## BEGIN

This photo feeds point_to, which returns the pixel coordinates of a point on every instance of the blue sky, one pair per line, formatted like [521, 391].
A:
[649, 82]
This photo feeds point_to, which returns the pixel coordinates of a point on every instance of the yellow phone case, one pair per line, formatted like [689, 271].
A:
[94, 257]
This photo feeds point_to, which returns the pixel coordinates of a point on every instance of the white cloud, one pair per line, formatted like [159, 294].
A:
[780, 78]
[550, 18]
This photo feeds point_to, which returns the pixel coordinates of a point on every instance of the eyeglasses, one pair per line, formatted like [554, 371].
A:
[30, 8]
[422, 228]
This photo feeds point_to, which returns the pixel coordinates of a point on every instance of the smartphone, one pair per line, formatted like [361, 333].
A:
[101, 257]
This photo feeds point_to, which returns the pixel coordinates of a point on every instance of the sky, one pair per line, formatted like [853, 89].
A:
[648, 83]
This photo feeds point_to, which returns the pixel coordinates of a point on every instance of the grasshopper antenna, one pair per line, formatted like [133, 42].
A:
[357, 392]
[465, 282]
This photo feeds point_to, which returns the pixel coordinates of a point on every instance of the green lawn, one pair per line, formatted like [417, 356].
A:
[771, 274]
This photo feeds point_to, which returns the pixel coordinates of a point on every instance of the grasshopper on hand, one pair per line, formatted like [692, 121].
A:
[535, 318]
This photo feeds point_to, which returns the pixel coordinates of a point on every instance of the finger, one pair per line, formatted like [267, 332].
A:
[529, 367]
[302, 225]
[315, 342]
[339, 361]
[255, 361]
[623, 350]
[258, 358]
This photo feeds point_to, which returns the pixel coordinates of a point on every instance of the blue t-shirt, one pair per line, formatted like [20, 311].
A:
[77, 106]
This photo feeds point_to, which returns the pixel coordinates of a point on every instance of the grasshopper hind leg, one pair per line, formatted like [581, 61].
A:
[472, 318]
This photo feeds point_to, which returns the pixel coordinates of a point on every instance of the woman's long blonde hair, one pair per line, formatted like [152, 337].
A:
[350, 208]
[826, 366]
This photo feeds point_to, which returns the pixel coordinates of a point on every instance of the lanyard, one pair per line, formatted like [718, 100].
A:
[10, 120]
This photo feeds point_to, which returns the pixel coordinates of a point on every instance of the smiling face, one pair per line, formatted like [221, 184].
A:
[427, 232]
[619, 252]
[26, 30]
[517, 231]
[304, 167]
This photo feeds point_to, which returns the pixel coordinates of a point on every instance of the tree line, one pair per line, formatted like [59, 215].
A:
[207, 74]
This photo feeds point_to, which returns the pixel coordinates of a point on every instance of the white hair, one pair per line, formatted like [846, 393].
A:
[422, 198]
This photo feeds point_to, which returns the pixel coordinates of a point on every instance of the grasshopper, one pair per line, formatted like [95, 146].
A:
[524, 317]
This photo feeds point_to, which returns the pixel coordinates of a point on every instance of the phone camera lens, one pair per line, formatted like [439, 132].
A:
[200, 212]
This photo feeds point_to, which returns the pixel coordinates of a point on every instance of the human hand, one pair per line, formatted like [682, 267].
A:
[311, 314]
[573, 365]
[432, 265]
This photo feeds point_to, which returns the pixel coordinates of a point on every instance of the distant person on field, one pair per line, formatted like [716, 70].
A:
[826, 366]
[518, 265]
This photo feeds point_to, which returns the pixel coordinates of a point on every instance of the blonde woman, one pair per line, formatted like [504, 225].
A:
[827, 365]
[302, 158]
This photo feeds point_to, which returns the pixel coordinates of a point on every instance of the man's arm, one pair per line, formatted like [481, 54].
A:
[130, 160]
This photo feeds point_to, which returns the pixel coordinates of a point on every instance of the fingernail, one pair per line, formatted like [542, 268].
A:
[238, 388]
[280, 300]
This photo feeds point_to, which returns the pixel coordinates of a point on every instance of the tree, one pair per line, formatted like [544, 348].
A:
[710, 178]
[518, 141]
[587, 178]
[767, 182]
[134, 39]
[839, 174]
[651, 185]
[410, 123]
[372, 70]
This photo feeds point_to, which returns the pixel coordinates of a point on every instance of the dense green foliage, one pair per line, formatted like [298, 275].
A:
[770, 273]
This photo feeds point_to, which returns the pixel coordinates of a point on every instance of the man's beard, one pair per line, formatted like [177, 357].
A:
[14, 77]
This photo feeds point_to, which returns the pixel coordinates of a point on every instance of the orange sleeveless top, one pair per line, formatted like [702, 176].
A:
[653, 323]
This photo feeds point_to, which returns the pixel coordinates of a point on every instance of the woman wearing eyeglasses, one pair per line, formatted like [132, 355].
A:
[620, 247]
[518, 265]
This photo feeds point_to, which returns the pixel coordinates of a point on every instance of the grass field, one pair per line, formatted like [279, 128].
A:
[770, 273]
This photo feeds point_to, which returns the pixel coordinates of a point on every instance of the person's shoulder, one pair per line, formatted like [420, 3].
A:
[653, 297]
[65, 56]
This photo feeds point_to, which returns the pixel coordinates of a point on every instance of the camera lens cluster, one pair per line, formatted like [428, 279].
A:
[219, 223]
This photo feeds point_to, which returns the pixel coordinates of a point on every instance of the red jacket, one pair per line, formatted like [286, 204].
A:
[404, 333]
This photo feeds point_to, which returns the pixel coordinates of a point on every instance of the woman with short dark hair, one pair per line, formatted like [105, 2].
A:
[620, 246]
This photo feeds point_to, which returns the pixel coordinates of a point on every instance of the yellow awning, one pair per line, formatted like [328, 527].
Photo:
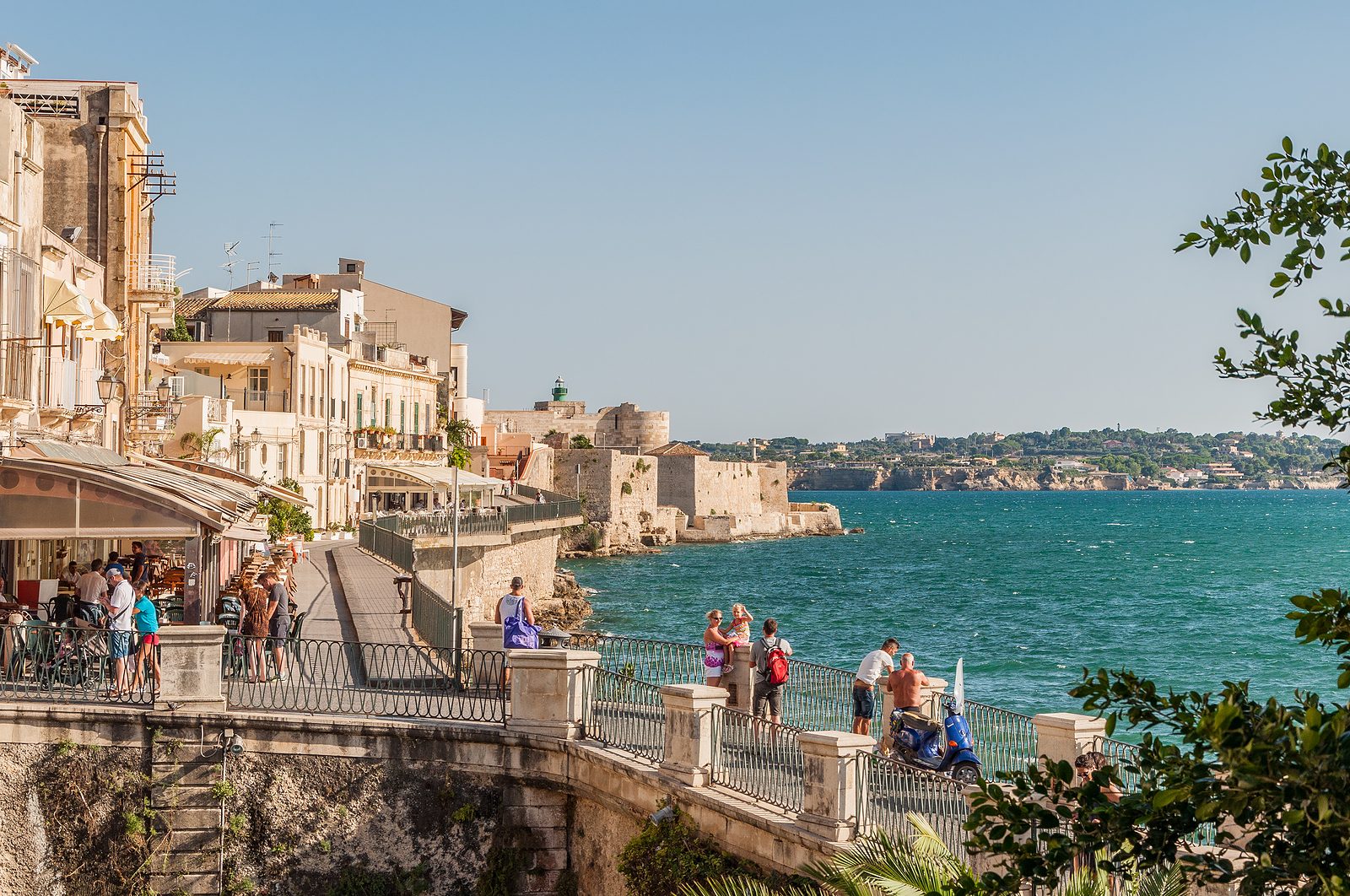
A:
[64, 304]
[240, 359]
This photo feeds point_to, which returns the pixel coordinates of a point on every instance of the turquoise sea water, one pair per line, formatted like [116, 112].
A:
[1187, 587]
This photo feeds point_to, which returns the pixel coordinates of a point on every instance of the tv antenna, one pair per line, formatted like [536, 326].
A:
[272, 235]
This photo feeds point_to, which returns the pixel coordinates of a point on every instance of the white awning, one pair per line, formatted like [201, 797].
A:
[240, 359]
[64, 304]
[105, 324]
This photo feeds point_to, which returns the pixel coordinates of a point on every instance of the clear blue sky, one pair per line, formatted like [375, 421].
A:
[824, 220]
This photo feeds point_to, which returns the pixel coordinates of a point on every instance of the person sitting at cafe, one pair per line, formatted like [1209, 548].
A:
[89, 589]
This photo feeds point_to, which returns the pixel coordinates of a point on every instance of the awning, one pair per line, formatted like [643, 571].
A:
[240, 359]
[105, 324]
[64, 304]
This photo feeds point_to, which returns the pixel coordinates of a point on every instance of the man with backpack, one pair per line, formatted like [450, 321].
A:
[769, 657]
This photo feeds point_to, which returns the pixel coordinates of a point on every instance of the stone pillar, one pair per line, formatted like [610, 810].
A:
[829, 778]
[546, 690]
[486, 639]
[688, 731]
[1063, 737]
[742, 697]
[191, 667]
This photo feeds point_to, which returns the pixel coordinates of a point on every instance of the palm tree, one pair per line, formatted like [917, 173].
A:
[874, 866]
[921, 866]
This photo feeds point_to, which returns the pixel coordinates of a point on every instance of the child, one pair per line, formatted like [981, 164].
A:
[146, 617]
[739, 632]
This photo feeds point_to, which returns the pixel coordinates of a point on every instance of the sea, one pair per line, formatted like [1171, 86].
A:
[1187, 587]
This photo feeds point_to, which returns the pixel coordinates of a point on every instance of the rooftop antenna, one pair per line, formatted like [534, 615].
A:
[272, 236]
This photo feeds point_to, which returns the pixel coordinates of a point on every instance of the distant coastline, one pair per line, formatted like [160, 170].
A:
[965, 478]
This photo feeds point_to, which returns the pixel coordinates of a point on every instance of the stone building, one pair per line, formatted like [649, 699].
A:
[623, 427]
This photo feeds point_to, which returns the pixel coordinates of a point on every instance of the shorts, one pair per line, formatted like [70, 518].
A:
[864, 704]
[119, 644]
[770, 695]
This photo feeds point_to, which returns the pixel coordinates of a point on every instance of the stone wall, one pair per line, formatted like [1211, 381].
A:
[704, 488]
[486, 571]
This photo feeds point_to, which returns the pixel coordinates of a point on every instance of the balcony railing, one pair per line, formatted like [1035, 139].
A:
[153, 274]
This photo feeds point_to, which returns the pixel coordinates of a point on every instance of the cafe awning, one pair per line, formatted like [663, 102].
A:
[234, 359]
[64, 304]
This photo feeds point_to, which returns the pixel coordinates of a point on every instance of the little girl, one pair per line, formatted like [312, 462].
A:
[739, 632]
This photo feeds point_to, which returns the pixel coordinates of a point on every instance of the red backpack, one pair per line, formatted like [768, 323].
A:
[775, 663]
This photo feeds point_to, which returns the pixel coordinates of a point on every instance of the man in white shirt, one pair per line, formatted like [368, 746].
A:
[119, 630]
[874, 667]
[89, 592]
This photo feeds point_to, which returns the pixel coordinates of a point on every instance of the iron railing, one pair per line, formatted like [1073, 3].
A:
[62, 663]
[758, 758]
[436, 623]
[550, 510]
[652, 661]
[388, 544]
[364, 679]
[888, 790]
[625, 713]
[1005, 741]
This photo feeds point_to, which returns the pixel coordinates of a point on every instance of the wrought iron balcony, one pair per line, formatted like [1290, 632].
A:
[153, 274]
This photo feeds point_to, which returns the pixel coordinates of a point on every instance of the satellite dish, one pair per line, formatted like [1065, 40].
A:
[958, 691]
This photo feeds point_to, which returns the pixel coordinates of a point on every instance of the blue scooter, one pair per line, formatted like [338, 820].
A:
[945, 748]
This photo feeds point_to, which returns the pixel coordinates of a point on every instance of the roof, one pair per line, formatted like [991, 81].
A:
[265, 300]
[227, 358]
[436, 475]
[675, 448]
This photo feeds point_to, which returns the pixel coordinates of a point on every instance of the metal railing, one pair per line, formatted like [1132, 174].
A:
[652, 661]
[820, 698]
[364, 679]
[1005, 741]
[152, 274]
[625, 713]
[888, 790]
[40, 661]
[550, 510]
[758, 758]
[436, 623]
[391, 545]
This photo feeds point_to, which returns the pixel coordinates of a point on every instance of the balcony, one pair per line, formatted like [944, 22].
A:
[153, 274]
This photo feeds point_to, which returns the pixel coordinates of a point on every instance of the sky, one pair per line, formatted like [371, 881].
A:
[771, 219]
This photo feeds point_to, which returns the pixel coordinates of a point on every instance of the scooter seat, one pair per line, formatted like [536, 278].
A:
[920, 722]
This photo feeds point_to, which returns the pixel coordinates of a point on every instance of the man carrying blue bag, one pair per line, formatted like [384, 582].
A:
[517, 621]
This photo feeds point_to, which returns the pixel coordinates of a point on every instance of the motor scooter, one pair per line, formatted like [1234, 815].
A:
[938, 747]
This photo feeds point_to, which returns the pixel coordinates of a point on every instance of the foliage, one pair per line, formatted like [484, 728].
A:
[1302, 198]
[180, 331]
[670, 856]
[284, 517]
[1280, 774]
[922, 866]
[200, 443]
[357, 880]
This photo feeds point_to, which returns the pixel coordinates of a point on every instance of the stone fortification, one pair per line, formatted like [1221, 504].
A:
[625, 425]
[836, 478]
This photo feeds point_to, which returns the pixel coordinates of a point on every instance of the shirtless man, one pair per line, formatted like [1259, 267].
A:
[906, 683]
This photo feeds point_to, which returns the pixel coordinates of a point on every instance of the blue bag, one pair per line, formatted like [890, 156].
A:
[517, 633]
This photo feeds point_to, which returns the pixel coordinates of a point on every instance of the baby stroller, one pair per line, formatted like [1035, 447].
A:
[73, 661]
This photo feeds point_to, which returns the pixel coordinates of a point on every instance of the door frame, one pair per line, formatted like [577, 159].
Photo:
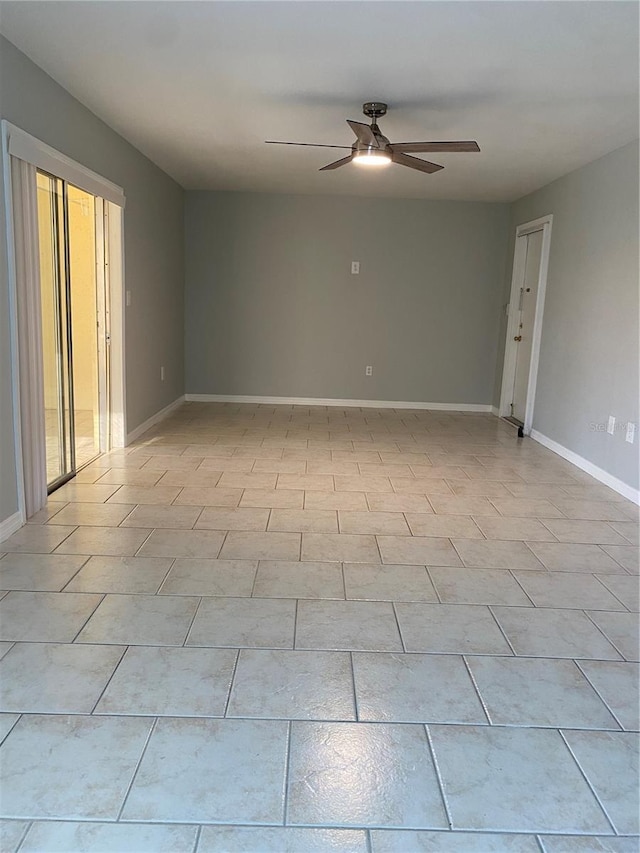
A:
[17, 143]
[544, 224]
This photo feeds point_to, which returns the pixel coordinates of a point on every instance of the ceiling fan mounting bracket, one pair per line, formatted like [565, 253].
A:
[374, 109]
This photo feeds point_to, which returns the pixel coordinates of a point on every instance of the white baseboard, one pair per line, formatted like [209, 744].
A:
[9, 526]
[321, 401]
[580, 462]
[153, 420]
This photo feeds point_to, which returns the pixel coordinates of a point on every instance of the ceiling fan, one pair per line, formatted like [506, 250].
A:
[372, 148]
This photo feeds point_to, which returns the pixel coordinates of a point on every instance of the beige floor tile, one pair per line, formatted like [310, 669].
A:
[419, 486]
[196, 479]
[526, 507]
[281, 466]
[140, 620]
[462, 505]
[340, 547]
[233, 518]
[622, 629]
[241, 545]
[514, 529]
[38, 572]
[174, 517]
[208, 496]
[625, 588]
[296, 685]
[92, 515]
[330, 467]
[477, 586]
[422, 524]
[383, 502]
[210, 577]
[273, 498]
[417, 550]
[361, 483]
[304, 520]
[120, 574]
[335, 501]
[306, 482]
[239, 480]
[415, 688]
[618, 684]
[170, 682]
[478, 488]
[288, 579]
[568, 590]
[149, 495]
[629, 529]
[244, 623]
[544, 632]
[564, 557]
[373, 522]
[36, 539]
[373, 582]
[85, 492]
[347, 626]
[44, 617]
[590, 510]
[538, 692]
[496, 554]
[171, 463]
[585, 532]
[183, 543]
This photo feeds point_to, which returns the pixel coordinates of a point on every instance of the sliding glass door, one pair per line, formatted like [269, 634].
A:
[74, 335]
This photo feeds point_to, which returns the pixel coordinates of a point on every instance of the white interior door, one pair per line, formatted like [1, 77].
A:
[527, 314]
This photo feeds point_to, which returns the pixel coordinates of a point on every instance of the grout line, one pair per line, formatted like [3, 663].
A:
[191, 624]
[197, 839]
[586, 778]
[475, 684]
[287, 766]
[436, 768]
[585, 675]
[135, 772]
[233, 676]
[108, 682]
[502, 631]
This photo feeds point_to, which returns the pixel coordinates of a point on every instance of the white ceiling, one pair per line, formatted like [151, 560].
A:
[544, 87]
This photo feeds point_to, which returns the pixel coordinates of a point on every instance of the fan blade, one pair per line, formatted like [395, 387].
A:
[307, 144]
[426, 147]
[414, 163]
[364, 133]
[336, 164]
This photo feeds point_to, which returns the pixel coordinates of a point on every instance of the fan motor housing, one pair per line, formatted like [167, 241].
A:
[374, 109]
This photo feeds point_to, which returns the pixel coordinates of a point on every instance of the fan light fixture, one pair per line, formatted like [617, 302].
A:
[372, 148]
[372, 157]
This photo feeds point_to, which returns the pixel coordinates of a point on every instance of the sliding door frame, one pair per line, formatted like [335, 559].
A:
[21, 146]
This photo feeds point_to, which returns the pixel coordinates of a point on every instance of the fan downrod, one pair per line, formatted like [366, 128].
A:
[374, 109]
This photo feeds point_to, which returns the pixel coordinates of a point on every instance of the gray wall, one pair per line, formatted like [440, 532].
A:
[154, 249]
[272, 309]
[589, 349]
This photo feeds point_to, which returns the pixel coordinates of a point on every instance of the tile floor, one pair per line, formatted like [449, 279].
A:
[265, 629]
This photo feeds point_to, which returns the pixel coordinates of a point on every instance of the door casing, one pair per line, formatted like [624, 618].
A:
[543, 224]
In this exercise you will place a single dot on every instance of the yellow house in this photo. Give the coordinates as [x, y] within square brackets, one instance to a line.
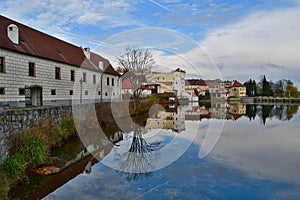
[169, 82]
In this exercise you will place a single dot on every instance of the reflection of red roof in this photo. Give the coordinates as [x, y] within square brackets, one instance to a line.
[237, 84]
[167, 83]
[237, 116]
[179, 70]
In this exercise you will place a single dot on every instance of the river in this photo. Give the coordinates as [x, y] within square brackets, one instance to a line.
[213, 151]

## END

Quote verbatim every line starting at the line that contains "like [449, 279]." and ending with the last line of the records; omit all pictures.

This photo feeds point_to, which returns the pixel coordinates of a point on every instance of the tile floor, one pair per line, formatted like [449, 279].
A:
[265, 629]
This photo feeds point_to, which returns the pixel coordinates of a point on every instance of the door casing, one pair per line, formatted like [624, 618].
A:
[543, 224]
In this exercise you will place a single dot on every instance of the yellow house in this photo. Give the coordinates as [x, y] within square brackets, one instance to a line.
[169, 82]
In this exercise you will place a single dot on every instance of the reflection of red roof in this photo. Give the coordinates as [x, y] within square brackets, one instance to a line.
[237, 84]
[167, 83]
[237, 116]
[179, 70]
In this exercise you will place a single dot on every instance of the river in this photo. Give the coordinates as [x, y] within square brackets, one instance to a line.
[213, 151]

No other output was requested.